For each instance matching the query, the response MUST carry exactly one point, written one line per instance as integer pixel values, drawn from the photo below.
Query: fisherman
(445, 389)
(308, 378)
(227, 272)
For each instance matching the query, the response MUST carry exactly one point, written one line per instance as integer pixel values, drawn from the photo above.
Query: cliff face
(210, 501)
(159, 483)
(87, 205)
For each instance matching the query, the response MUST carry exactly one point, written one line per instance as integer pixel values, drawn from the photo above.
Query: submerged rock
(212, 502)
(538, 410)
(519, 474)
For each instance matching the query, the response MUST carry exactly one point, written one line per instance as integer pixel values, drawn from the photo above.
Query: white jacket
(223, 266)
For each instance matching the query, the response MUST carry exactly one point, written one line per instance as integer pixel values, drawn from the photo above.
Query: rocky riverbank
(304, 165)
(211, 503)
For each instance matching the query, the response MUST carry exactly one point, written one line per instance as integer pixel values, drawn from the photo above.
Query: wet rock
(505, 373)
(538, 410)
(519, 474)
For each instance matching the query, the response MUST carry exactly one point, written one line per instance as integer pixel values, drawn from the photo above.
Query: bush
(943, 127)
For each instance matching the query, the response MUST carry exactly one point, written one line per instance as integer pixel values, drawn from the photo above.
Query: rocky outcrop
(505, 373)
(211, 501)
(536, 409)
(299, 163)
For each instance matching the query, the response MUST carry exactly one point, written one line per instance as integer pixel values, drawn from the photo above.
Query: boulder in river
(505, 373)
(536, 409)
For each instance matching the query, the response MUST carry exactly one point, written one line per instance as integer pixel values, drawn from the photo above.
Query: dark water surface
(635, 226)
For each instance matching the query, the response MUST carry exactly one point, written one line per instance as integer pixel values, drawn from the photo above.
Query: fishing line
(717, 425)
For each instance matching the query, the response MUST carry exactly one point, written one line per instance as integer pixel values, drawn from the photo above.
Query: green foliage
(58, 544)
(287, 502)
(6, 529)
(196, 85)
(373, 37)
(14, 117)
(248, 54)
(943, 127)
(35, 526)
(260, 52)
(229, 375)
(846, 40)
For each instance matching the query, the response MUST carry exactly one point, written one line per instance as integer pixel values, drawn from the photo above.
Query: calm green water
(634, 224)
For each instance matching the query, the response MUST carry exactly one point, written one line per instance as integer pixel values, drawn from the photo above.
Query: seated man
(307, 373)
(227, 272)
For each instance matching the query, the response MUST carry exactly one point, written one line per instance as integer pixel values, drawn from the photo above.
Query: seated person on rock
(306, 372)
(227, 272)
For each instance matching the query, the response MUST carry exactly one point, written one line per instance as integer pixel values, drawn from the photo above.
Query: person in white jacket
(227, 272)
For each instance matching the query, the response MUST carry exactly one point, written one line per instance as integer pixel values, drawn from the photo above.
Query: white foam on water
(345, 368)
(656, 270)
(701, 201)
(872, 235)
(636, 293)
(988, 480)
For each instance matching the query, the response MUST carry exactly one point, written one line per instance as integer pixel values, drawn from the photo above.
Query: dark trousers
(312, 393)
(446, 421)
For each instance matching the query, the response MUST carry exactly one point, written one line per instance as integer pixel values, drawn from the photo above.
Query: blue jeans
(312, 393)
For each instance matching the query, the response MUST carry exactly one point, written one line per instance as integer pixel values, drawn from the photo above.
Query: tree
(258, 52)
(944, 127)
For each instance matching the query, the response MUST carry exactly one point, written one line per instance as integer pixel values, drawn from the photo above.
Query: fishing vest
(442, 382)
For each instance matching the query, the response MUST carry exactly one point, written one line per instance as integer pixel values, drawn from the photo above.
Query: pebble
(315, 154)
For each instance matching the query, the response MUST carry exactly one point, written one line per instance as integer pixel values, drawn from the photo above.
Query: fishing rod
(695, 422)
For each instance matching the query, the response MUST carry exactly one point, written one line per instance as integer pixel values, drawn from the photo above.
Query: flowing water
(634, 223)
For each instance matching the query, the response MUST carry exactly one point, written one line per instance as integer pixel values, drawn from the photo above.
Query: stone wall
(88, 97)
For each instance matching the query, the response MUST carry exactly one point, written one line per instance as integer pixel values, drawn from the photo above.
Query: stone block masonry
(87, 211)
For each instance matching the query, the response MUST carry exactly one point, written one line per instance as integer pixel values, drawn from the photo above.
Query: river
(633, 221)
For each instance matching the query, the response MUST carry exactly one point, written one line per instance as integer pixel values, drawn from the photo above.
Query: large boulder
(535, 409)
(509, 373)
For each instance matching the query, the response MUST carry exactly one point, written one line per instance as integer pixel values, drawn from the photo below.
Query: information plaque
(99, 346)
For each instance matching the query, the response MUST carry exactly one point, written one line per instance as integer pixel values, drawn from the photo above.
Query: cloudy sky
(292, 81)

### TASK TO COMPLETE:
Transcribe the data above completely and exactly.

### WRITTEN SOLUTION:
For each instance matching the query, the response MUST carry exactly one point, written one line per instance as integer pixel values, drawn from the photo below.
Query: fisherman
(445, 389)
(308, 378)
(227, 272)
For each instance matching the query, the response MUST carry exactly one point, written one line per instance as integer pixel values, drawn from the photo above.
Query: cliff face
(210, 501)
(159, 483)
(87, 205)
For each instance matching the query, the response MUST carry exactly one point, written one line per instance as integer pixel values, drawn from the photo above.
Query: submerged rock
(212, 502)
(538, 410)
(519, 474)
For each instance matching the query, the response MUST carry exactly one point, written one line per instance as integer pixel values, drawn from the photo above.
Query: white jacket
(223, 266)
For each instance matching the query, the response MUST carry exactly one point, written one line per instance as integer pixel values, drawn from the photo above.
Query: rocky riverbank
(304, 165)
(211, 503)
For each instance matching the query, the response MUST carry exactly one point, written one line per instance as integer pixel values, drawn from the photo above.
Query: wet rock
(505, 373)
(538, 410)
(519, 474)
For each instance matching the query, the response MUST carry exactly one point, written one line per instance as integer pixel values, drawn from the photo above.
Query: bush
(943, 127)
For each instance matching the query, the response MUST carry exactly one point, written one line per instance as integer pixel values, drawn from the photo above.
Query: rocky outcrop
(505, 373)
(211, 501)
(536, 409)
(299, 163)
For each instance matching the query, the response MUST carry exactly one point, written one line per instance as integer pixel values, drawn from the photo above.
Query: boulder in river
(505, 373)
(536, 409)
For each instance matching the query, the response MUST carry exactly one point, written one line per instance as integer pixel values, drawn from the photo above.
Query: dark water surface
(635, 226)
For each instance matching the query, the response MUST carry exactly one point, written one line per instance as integer pixel values, drawn from the photo above.
Query: fishing line
(717, 425)
For each instance matching the query, the response MUST carry exactly one point, written one line per instance as integer pixel values, drawn from the photo above.
Query: green foliage
(58, 544)
(287, 502)
(6, 529)
(196, 85)
(373, 37)
(14, 117)
(248, 54)
(943, 127)
(35, 526)
(260, 52)
(229, 375)
(846, 40)
For each instance matching the query, the response MUST carry exactly one point, written one line per instance as integer pixel values, drawn from the photo above.
Query: calm green water
(634, 224)
For each instance matching the query, the response MUST carry exactly one point, written one line per instance as integer pixel values, drawn from the photo above.
Query: seated man
(307, 373)
(227, 272)
For each instance matching the query, the response MUST carry exactly one point, written one line per instance as integer pixel values, drawn from the photo above.
Query: seated person on rock
(306, 372)
(227, 272)
For each instance matching the query, the response MUST carry exactly one point, written one line per instance as integer pixel values, drawn from the photo above.
Query: person in white jacket
(227, 272)
For each instance matching the query, the response MUST carry exactly one point, written one line per instance as integer pixel values, drawn from the photo above.
Query: white foam on water
(345, 368)
(656, 270)
(701, 201)
(872, 235)
(636, 293)
(988, 480)
For each instance matching the query, the response MUST carry exactly one point, written one line per instance as integer pixel values, drawn from the photo above.
Query: dark trousers
(312, 393)
(446, 421)
For each instance matching the query, the response MUST carry exactly one point, written one line per instance as integer pixel values, drawn from the photo above.
Query: blue jeans
(312, 393)
For each instance matching the query, the response MUST carry exactly one point, written one line per instance as integer pixel values, drawn from the photo above.
Query: tree
(258, 52)
(944, 127)
For each instance matching the query, the response MUST carry exactly one point, written one line per instance as integer pixel values, drawn from the photo above.
Query: fishing vest
(442, 382)
For each instance matching the query, the response MUST carry exactly one point, written one line per instance as integer pixel values, drawn from the photo above.
Query: pebble
(315, 154)
For each instance matching the query, the response MUST carry exactly one point, written one line per instance as integer pixel values, drawn from the photo above.
Query: fishing rod
(695, 422)
For each instance matching the query, the response MUST carry exactly one point, written one line per instance as integer pixel values, drawn from the photo above.
Query: flowing water
(634, 223)
For each instance matching the query, the response MUST carry exactly one point, written one line per instance as integer pixel values, drawn from the photo above.
Query: stone wall
(88, 97)
For each instance matching the query, the response MUST carry exactly one point, written one line per instance as integer pixel values, drawn from the photo above.
Query: stone block masonry
(87, 211)
For each instance matching the query, the response MUST carry exactly one point, written one line per instance as integer pixel values, drawn from the photo above.
Query: river
(633, 221)
For each instance matching the query, the response MUST carry exactly one point, written one line per instance as integer pixel values, drawn from the photo above.
Query: large boulder
(535, 409)
(509, 373)
For each instance matching the query, the response MUST carry exactly one point, written one line per instance as integer pixel values, drawn from the photo below.
Query: information plaque
(99, 346)
For each instance matching the query, the response MUST carry exactly one point, written one line per instance as integer pixel values, drawn from the photo above.
Query: cloudy sky
(292, 81)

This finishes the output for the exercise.